# Extracted text:
Lauren Boebert introduces bill to classify fentanyl as weapon of mass destruction
WASHINGTON - Colorado Republican Rep. Lauren Boebert on Monday introduced a bill that would classify the synthetic opioid fentanyl as a weapon of mass destruction.
The "Fentanyl is a WMD Act," introduced on Monday afternoon, would instruct the assistant secretary in charge of the Department of Homeland Security’s Countering Weapons of Mass Destruction Office to treat fentanyl as a weapon of mass destruction — which would put the opioid under the purview of several agencies, not just the Department of Homeland Security.
"This would enable the Department of Justice and the Department of Homeland Security, Drug Enforcement Agency, and Department of Defense to better coordinate their efforts and immediately publish the necessary administrative directive to eliminate the threat posed by this deadly substance," Boebert, a freshman running for reelection in Colorado’s 3rd congressional district, told FOX News Digital.
Boebert, who has also garnered headlines during her first term for controversial remarks about fellow Democratic House Rep. Ilhan Omar and heckling President Joe Biden during the State of the Union address, is pushing to treat the deadly substance "with the seriousness that it deserves."
Fentanyl is a synthetic opioid that can be up to 100 times stronger than morphine, according to the U.S. Centers for Disease Control and Prevention and the U.S. Drug Enforcement Administration.
Pharmaceutical fentanyl was developed for pain management treatment of cancer patients and applied in a patch on the skin. But because of its powerful opioid properties, it has helped drive the nation’s drug overdose epidemic.

# What this task involves:
Answer these questions from the article on the fentanyl bill:
(a) On what day of the week did Boebert introduce the bill?
(b) In which congressional district is Boebert running for reelection?
(c) According to the CDC and the DEA, up to how many times stronger than morphine can fentanyl be?
The entries have no connection to the article on the fentanyl bill.

# Saved entries:

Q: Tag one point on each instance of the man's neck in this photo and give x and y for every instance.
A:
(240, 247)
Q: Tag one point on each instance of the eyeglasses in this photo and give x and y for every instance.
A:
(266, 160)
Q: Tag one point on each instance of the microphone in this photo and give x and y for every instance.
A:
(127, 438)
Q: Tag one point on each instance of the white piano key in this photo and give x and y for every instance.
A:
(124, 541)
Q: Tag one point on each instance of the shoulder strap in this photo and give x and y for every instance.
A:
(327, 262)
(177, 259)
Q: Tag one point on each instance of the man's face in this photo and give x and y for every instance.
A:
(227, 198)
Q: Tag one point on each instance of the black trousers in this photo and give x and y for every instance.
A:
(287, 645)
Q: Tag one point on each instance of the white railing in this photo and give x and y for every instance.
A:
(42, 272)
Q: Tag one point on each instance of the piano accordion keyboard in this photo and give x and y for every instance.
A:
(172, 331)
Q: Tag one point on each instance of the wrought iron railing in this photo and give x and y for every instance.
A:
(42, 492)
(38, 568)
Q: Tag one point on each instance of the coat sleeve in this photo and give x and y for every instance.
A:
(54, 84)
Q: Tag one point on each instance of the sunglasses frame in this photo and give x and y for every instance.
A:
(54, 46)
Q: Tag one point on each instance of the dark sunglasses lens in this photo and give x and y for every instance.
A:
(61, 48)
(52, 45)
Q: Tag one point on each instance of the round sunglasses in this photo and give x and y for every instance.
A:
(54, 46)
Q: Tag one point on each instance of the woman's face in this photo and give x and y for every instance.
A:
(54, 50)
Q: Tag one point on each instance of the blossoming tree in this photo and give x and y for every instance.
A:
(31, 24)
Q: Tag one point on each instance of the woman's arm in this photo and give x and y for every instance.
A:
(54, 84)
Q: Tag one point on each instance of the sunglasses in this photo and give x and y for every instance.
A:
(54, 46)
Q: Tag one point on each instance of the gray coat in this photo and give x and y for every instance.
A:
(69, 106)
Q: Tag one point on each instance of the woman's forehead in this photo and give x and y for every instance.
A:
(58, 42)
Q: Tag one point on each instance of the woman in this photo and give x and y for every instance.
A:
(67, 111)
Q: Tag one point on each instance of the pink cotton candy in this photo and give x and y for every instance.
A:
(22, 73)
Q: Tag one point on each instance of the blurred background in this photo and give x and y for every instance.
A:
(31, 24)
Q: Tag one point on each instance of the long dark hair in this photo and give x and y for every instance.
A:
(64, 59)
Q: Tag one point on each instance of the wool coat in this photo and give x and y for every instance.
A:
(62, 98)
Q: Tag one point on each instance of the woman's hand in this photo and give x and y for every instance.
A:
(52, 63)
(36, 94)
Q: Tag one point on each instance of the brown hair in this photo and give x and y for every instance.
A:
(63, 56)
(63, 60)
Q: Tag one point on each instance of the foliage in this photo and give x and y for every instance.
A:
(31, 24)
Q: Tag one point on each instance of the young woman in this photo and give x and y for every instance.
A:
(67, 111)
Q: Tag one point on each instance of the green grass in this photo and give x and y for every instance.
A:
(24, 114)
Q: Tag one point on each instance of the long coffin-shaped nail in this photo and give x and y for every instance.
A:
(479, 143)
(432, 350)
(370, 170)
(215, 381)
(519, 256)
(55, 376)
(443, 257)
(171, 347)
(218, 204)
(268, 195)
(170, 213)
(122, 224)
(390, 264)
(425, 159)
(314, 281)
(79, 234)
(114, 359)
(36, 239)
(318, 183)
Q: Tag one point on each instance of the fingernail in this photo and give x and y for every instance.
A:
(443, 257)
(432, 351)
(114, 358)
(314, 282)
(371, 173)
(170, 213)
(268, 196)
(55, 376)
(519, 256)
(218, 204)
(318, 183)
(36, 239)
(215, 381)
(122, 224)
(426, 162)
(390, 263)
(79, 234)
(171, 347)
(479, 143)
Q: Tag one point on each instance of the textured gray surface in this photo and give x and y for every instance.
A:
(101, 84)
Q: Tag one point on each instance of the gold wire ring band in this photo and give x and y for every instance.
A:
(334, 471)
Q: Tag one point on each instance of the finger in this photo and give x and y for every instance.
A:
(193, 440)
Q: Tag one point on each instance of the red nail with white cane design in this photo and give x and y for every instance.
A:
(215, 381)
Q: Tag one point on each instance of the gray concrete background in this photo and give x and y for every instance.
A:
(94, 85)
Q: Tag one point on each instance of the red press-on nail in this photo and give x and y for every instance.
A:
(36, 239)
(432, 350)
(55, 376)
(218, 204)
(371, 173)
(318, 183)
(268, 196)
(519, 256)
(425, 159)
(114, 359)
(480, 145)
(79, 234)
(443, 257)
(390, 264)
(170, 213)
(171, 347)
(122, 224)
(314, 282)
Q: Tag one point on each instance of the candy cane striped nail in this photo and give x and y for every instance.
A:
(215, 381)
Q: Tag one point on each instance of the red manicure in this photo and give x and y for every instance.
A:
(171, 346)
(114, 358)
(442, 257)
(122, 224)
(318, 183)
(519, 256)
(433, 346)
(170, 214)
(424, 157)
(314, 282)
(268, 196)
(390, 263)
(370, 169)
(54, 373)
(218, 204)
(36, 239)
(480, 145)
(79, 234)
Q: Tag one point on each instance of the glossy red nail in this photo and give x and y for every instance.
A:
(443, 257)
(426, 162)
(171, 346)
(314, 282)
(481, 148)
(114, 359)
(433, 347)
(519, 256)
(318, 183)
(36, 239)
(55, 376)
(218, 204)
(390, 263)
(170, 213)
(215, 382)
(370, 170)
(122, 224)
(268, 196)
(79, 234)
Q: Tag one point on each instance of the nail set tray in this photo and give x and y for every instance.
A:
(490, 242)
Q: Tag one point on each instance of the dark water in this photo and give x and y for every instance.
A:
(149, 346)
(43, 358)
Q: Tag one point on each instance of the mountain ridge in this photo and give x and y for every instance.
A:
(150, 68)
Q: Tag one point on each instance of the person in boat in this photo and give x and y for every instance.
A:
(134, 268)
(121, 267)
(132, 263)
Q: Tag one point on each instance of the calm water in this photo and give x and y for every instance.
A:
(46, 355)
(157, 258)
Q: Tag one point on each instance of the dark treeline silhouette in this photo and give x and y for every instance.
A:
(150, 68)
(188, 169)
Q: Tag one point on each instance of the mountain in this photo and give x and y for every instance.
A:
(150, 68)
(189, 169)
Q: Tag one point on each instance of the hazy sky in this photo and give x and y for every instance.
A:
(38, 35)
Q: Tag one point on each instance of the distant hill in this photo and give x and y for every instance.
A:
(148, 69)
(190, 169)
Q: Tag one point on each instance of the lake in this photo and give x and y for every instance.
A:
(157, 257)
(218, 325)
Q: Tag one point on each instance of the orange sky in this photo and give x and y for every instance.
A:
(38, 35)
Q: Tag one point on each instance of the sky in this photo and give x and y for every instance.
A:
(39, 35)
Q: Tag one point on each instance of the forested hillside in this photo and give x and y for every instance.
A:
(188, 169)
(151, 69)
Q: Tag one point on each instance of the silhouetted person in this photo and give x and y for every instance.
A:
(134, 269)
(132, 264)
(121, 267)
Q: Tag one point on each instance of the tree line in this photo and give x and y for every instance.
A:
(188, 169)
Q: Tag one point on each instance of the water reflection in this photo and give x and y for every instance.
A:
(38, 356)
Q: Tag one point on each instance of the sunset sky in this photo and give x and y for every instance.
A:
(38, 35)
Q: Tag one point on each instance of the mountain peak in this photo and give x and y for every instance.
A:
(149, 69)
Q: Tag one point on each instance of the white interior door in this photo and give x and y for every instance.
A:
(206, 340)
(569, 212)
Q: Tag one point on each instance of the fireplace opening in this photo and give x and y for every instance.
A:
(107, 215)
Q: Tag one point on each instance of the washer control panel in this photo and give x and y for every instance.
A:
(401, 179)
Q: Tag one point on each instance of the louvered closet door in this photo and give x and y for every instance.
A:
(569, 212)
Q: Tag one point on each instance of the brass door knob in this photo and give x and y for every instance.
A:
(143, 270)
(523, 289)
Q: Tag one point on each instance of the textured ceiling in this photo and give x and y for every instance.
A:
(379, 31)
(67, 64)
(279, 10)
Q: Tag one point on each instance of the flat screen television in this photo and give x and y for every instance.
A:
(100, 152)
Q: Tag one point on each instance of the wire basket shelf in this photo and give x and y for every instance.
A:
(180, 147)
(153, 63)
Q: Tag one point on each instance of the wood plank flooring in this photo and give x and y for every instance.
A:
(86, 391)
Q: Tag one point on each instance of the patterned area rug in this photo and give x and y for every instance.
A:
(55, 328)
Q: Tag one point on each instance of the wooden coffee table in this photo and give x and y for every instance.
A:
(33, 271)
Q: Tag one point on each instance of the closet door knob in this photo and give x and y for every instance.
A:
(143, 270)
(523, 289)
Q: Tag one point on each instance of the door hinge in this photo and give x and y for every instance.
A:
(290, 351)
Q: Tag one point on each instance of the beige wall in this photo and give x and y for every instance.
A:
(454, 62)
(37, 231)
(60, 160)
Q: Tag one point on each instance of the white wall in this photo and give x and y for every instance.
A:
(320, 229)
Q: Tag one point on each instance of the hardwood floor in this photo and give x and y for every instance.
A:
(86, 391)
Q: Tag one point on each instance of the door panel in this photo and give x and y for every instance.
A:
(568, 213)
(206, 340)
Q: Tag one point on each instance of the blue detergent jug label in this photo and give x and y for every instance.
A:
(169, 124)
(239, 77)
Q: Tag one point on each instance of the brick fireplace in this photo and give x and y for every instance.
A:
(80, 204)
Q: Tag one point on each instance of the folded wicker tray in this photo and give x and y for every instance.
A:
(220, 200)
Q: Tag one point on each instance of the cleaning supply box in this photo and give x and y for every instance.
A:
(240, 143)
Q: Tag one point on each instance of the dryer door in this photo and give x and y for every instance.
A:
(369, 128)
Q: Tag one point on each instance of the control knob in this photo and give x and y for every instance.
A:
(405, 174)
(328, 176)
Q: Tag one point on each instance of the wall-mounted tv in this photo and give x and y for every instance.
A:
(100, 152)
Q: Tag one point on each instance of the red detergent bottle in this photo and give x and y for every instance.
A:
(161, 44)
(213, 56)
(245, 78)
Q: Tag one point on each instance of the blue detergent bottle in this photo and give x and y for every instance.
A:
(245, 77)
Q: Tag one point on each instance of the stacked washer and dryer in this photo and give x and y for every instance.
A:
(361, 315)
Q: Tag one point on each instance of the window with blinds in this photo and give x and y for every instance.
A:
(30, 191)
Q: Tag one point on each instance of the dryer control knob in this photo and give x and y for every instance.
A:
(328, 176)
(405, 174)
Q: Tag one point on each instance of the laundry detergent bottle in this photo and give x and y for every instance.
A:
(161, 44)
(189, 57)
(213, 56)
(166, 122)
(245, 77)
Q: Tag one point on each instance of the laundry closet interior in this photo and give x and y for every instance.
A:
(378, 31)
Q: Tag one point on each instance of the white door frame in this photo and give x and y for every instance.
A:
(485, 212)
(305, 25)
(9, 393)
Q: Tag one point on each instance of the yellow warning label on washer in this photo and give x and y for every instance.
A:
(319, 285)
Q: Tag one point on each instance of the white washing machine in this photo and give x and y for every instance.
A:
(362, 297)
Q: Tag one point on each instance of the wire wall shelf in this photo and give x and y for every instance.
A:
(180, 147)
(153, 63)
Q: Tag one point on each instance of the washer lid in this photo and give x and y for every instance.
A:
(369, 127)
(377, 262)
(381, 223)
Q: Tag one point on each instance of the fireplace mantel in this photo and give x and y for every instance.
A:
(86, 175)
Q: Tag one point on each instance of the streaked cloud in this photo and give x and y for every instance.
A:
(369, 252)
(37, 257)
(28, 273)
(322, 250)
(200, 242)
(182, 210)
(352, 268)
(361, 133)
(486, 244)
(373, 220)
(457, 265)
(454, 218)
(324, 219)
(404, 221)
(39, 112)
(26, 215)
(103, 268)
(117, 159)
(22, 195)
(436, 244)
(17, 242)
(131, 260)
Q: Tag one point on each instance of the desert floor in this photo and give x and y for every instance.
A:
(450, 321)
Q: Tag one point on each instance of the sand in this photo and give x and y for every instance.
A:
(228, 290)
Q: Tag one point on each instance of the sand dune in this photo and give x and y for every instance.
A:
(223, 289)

# Exercise result:
(a) Monday
(b) Colorado's 3rd congressional district
(c) Up to 100 times